**JOB**
Rewrite the records below as a JSON list of strings, with one string for each line and no entries for blank lines.

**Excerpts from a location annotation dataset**
------------------------------
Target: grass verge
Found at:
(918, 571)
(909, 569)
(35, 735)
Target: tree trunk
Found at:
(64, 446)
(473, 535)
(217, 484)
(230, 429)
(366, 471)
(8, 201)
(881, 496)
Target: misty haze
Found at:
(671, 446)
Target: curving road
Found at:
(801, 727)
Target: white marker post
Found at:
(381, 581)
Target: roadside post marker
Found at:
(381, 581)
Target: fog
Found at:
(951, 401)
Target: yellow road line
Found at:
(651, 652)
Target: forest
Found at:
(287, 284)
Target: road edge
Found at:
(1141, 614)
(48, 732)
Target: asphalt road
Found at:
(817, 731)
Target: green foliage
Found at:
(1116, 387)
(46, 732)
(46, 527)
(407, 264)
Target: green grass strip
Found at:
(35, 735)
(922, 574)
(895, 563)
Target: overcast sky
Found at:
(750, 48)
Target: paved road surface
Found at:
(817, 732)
------------------------------
**SOLUTION TO THIS TASK**
[
  "Target: grass verge",
  "Found at:",
  "(918, 571)",
  "(909, 569)",
  "(35, 735)",
  "Target: tree trunk",
  "Found at:",
  "(64, 446)",
  "(473, 535)",
  "(217, 484)",
  "(230, 429)",
  "(366, 471)",
  "(8, 201)",
  "(881, 496)",
  "Target: misty haze",
  "Found at:",
  "(671, 446)",
  "Target: curving road",
  "Found at:",
  "(801, 727)",
  "Target: white marker post",
  "Found at:",
  "(381, 581)",
  "Target: roadside post marker",
  "Found at:",
  "(381, 581)",
  "Target: fog",
  "Found at:",
  "(951, 401)",
  "Target: yellow road line",
  "Found at:",
  "(651, 652)",
  "Target: forest",
  "Found at:",
  "(287, 284)",
  "Target: road edge",
  "Found at:",
  "(1141, 614)",
  "(48, 732)",
  "Target: asphalt road",
  "Found at:",
  "(817, 731)",
  "Target: green foliage",
  "Found at:",
  "(1116, 387)",
  "(46, 732)",
  "(46, 527)",
  "(407, 264)",
  "Target: green grass strip",
  "Found at:",
  "(35, 735)",
  "(922, 574)",
  "(895, 563)",
  "Target: overcast sky",
  "Found at:",
  "(750, 48)",
  "Target: paved road surface",
  "Found at:",
  "(817, 732)"
]